STUDY MATERIAL
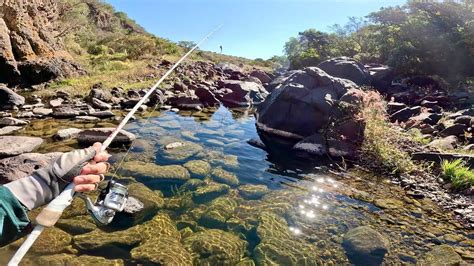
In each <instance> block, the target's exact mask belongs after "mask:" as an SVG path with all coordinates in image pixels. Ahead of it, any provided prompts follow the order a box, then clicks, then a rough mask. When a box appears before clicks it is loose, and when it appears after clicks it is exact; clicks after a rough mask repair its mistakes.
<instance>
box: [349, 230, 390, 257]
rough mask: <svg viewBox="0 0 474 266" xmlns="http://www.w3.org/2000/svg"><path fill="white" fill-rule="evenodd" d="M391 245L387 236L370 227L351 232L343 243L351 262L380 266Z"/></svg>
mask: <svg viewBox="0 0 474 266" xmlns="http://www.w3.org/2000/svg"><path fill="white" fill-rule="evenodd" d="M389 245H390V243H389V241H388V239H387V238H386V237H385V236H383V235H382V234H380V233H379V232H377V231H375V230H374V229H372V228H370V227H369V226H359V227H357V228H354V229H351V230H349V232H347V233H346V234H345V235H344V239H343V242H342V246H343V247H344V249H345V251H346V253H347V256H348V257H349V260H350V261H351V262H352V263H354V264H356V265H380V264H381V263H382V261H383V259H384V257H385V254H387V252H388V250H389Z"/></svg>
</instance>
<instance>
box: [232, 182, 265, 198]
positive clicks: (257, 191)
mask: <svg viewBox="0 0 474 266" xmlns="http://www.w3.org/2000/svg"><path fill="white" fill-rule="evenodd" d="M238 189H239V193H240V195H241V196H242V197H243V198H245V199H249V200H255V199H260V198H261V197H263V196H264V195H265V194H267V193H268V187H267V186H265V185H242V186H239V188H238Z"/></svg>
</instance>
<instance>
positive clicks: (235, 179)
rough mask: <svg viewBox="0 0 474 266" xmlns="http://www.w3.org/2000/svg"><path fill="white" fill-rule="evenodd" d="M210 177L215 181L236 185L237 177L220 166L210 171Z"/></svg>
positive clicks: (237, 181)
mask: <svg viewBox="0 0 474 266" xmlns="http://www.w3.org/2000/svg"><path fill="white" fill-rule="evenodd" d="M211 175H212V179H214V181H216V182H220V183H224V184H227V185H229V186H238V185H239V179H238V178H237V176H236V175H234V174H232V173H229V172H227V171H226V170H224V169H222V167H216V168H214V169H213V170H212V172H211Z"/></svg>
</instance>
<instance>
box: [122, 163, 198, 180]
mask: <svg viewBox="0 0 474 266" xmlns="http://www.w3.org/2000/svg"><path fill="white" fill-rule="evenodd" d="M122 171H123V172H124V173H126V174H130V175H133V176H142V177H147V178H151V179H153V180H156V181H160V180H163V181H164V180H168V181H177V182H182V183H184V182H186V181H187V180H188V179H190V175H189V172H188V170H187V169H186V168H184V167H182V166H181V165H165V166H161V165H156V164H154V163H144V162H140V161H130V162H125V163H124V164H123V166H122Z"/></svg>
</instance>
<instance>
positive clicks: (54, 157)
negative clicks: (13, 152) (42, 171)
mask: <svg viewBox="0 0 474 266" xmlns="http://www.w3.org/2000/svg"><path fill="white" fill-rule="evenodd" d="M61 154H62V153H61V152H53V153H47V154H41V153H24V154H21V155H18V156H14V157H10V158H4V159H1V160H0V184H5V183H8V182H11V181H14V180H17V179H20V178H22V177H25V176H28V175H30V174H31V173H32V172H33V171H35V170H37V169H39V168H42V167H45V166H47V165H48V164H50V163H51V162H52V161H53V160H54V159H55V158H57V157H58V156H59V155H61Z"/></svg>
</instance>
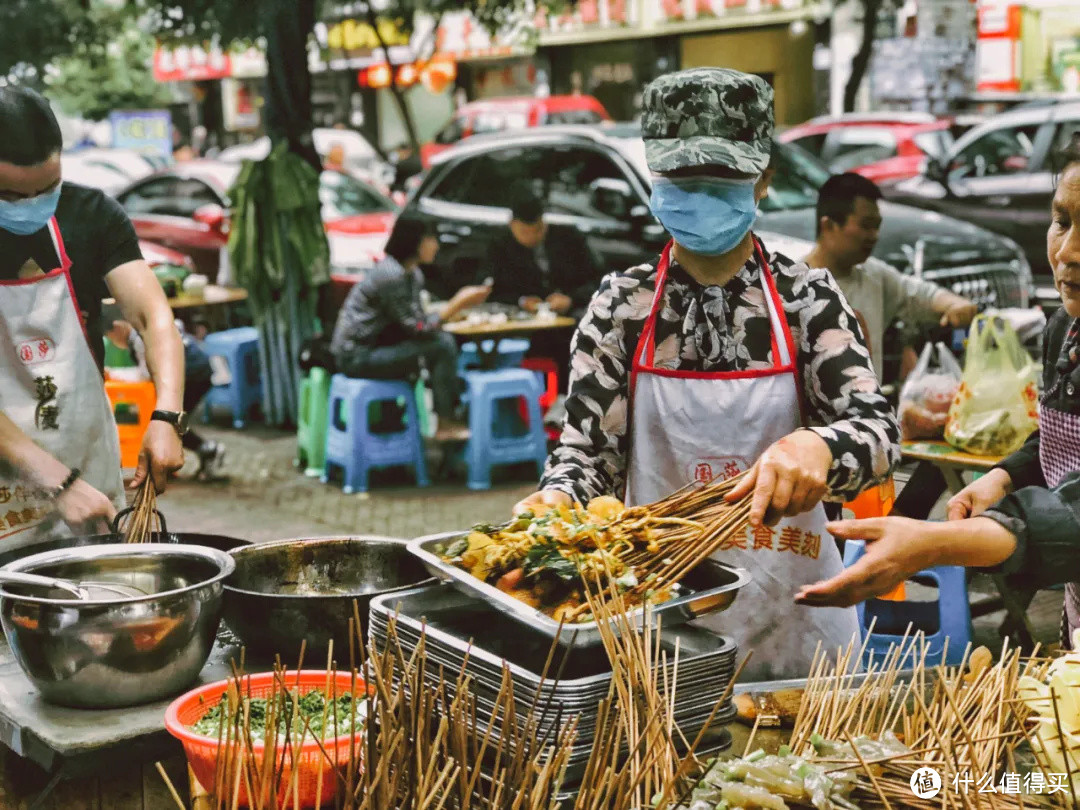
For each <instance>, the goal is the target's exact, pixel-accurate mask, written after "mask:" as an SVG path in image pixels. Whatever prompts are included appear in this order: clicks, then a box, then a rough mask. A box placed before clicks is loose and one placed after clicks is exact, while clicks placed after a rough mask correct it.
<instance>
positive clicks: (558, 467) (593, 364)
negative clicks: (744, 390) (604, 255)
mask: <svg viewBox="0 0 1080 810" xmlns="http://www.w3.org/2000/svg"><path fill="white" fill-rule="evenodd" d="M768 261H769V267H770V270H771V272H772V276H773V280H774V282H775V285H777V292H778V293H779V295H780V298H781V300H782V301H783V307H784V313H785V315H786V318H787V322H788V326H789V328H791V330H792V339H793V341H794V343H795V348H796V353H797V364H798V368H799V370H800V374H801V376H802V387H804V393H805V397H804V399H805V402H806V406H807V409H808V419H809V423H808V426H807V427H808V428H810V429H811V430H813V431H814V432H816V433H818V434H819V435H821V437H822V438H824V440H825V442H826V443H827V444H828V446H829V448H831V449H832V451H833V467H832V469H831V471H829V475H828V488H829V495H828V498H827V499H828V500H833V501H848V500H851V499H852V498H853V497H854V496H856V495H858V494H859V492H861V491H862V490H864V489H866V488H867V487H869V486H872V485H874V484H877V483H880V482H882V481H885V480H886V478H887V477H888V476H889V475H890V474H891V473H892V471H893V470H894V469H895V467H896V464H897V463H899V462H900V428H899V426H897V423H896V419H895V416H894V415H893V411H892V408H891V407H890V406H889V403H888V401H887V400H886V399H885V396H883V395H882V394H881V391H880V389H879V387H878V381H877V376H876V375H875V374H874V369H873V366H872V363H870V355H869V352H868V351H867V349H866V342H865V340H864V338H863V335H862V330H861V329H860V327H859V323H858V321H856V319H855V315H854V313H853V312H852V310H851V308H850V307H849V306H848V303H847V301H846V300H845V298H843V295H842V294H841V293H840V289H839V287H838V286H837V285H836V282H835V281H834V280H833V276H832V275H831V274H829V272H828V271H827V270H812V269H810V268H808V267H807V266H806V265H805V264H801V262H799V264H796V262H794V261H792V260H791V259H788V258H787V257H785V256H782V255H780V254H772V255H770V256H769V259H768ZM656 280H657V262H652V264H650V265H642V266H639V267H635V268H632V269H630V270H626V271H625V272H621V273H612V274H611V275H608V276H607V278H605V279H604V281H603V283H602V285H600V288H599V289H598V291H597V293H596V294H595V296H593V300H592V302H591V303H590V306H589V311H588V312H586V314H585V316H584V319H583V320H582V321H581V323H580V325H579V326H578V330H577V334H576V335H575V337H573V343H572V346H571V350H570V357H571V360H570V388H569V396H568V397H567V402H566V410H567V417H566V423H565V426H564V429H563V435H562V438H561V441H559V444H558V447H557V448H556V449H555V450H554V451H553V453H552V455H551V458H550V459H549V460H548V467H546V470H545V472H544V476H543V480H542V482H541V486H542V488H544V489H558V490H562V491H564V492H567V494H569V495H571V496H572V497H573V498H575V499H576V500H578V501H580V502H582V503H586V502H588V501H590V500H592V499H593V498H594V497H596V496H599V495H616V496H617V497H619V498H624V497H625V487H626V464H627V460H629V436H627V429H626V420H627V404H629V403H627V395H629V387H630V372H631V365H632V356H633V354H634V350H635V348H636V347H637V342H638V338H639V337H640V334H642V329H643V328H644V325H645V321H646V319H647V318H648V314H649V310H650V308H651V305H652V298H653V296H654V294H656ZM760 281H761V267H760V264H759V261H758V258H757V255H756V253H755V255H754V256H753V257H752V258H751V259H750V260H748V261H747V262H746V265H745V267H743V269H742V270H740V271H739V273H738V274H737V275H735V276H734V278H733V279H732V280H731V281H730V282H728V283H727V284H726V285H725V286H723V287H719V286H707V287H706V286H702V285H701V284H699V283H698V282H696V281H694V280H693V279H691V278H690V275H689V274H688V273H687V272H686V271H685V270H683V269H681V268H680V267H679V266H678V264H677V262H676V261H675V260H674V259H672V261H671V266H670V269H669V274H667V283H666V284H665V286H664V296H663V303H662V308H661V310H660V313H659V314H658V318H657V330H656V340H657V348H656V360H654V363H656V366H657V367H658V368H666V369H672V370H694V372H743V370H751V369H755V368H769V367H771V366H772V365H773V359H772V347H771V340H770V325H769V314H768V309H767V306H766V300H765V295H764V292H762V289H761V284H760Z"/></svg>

REQUIREMENT
Please give the lines of the listing as a numbered list, starting at the beginning of the listing and ending at the line that contains "box: [349, 230, 390, 257]", with both ends included. Leave out blank lines and the pictures.

WRITTEN SOLUTION
1. In each <instance> block, the target's exact mask belongs after "mask:" as an SVG path with all coordinates in image pixels. Ahead of it, any provided prompts follow the order a box, then clicks, then a rough mask. When a box appears before clicks it is loose, and when it appears after clicks it is exact; clicks after a rough mask repair its mistakes.
2. <instance>
3. box: [349, 230, 390, 257]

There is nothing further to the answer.